Directions for this task:
Write out each line of the entries below that holds the word "pink".

------ Study material

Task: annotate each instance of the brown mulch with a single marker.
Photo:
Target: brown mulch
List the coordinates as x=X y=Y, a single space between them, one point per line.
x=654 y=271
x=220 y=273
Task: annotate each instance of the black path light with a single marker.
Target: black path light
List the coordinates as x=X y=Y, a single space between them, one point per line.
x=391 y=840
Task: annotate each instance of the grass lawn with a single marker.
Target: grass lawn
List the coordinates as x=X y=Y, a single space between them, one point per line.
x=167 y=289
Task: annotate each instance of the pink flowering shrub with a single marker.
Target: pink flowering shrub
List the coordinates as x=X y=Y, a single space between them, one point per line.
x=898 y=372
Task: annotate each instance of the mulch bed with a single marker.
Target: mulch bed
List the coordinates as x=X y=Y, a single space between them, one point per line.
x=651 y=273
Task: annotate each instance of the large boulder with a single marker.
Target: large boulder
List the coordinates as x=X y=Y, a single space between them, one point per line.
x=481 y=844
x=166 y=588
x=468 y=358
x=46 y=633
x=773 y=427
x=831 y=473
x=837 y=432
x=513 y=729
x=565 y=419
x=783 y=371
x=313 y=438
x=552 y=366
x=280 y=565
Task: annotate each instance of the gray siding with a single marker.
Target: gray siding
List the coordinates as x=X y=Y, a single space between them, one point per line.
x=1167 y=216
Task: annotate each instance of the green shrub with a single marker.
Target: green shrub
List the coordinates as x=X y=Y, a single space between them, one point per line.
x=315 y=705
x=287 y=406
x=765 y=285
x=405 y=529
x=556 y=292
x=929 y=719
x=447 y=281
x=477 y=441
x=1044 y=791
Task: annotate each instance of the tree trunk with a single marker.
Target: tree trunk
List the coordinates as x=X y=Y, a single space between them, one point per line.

------------

Answer box:
Task: annotate each instance of the pink flowering shrub with a single marker.
Target: pink flowering shrub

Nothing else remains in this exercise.